• KUTIPAN UNTUK DIBACA
Suasana debat yang sangat riuh itu sempat terhenti ketika seorang partisipan mengatakan bahwa semakin kita meributkan puisi esai justru akan membuat puisi ini semakin terkenal.  Dan itu akan menguntungkan Denny JA sebagai penggagas puisi esai. “Jadi sebaiknya kita hentikan debat-debat semacam ini; mari kembali ke habitat masing-masing dan berkarya.”

• DATA TUGAS INI
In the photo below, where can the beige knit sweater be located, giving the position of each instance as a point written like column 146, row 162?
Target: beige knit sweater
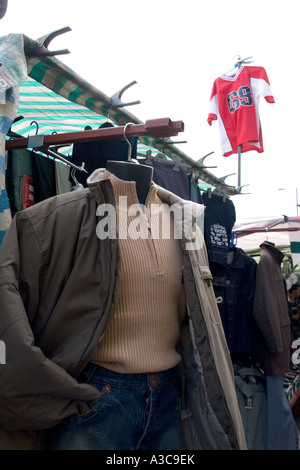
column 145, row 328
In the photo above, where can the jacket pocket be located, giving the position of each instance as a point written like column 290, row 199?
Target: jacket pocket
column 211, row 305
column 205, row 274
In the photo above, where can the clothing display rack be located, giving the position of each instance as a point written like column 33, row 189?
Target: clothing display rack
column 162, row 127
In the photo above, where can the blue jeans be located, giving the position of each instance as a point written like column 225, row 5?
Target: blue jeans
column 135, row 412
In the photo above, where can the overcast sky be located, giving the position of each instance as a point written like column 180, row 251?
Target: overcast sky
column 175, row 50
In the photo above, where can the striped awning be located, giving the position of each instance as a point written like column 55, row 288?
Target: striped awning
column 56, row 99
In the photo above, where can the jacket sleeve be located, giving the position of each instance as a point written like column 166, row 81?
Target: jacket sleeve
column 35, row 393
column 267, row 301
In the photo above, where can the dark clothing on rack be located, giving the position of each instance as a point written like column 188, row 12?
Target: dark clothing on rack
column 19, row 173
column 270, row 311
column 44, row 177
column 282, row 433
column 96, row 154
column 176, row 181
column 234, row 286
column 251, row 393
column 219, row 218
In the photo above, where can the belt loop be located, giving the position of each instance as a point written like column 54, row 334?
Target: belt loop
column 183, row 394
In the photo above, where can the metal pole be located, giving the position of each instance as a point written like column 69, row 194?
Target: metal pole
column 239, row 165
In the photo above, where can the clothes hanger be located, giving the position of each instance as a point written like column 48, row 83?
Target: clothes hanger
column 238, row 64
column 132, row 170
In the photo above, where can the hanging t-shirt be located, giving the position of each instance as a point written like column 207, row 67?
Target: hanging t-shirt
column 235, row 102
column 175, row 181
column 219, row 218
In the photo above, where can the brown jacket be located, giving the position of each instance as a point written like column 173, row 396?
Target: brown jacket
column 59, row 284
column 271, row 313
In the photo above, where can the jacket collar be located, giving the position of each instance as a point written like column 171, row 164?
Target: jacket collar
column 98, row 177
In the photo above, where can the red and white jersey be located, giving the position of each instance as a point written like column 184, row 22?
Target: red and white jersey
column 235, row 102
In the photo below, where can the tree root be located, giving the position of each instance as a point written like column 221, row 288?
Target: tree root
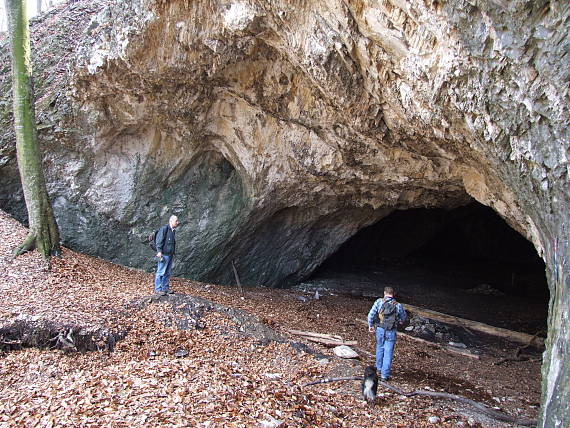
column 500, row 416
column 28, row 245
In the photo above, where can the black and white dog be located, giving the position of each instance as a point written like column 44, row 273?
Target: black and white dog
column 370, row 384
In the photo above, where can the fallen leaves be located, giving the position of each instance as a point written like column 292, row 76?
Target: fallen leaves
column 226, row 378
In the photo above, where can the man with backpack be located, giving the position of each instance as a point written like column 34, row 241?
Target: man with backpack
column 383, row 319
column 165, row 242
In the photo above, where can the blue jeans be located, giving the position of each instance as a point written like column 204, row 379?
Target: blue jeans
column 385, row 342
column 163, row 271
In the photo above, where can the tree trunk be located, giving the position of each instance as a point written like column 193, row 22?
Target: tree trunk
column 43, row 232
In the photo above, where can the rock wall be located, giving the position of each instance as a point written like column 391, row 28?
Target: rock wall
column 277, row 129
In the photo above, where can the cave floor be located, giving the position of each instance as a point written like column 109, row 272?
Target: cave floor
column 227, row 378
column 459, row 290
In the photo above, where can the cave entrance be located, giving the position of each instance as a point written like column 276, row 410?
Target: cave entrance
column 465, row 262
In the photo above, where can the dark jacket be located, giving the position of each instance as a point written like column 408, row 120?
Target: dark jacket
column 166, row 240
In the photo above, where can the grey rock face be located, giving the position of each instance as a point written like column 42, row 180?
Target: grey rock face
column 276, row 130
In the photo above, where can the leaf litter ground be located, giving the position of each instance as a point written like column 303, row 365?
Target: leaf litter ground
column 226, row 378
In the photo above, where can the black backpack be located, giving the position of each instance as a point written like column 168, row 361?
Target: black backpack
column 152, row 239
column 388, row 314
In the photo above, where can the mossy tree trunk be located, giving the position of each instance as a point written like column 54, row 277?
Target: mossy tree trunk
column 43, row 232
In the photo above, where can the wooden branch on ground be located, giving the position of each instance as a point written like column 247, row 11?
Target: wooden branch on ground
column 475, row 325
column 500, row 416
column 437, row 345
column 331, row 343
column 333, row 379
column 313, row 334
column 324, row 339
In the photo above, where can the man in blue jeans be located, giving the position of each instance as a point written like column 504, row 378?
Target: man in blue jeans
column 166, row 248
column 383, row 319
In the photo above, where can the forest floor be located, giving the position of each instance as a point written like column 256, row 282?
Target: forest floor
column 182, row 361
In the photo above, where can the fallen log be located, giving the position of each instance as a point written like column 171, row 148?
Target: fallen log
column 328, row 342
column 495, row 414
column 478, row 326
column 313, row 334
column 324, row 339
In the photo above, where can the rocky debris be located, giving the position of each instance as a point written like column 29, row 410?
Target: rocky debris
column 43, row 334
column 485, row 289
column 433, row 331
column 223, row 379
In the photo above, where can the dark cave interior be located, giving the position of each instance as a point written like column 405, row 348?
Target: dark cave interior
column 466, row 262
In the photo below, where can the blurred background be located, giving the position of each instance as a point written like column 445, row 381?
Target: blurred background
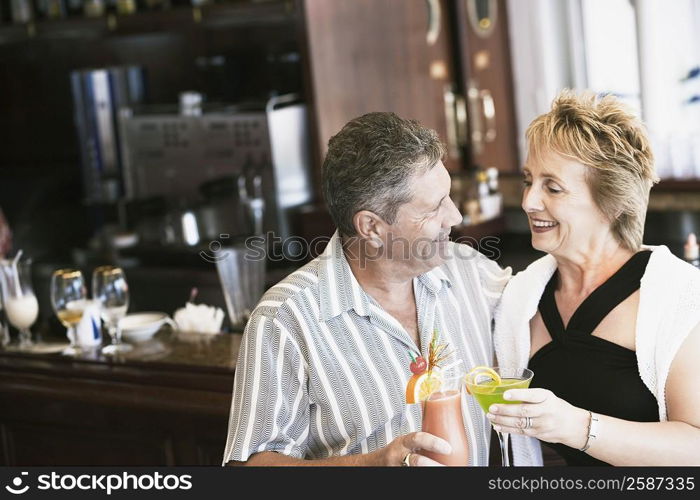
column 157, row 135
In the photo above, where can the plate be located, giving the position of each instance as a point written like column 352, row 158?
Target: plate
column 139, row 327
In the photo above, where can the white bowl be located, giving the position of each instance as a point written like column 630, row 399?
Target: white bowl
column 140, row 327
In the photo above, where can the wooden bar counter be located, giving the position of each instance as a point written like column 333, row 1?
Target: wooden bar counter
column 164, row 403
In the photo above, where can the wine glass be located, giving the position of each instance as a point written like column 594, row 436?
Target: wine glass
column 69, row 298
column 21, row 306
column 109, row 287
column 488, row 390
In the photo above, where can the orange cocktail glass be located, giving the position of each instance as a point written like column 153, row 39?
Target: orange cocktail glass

• TUJUAN 1
Ambil setiap baris dalam entri yang memuat kata "orange". Huruf besar dan huruf kecil harus dibedakan.
• TUJUAN 2
Teruskan kutipan tentang debat puisi esai mulai dari kalimat terakhir yang ditampilkan.

• JAWABAN AKHIR 1
In the photo above, where can the orange cocktail glass be located, giving the position of each instance as a point written like column 153, row 39?
Target: orange cocktail glass

• JAWABAN AKHIR 2
Sebuah ajakan yang disambut dingin oleh para peserta. Tapi, mungkin dia benar. Kontroversi sekitar puisi esai ikut berkontribusi terhadap popularitas puisi esai itu sendiri karena mendorong terjadinya diskusi di ruang publik. Sejauh mana tingkat kontribusinya? Masih menjadi pertanyaan. Studi yang dilakukan oleh Chen dan Berger menyebutkan bahwa hubungan antara kontroversi dan diskusi publik didorong oleh dua proses yang berlawanan. Kontroversi meningkatkan kemungkinan terjadinya diskusi namun secara bersamaan meningkatkan ketidaknyamanan, yang menurunkan kemungkinan terjadinya diskusi.3

Dalam konteks puisi esai, jelas terjadi ketidaknyamanan, khususnya yang dialami oleh para pendukung puisi ini, karena mereka menjadi sasaran pembullyan yang nyaris tidak berkesudahan. Bahkan tidak sedikit penyair yang semula menulis puisi esai, akhirnya menarik dari dan tidak mau menjadi bagian dari gerakan puisi esai.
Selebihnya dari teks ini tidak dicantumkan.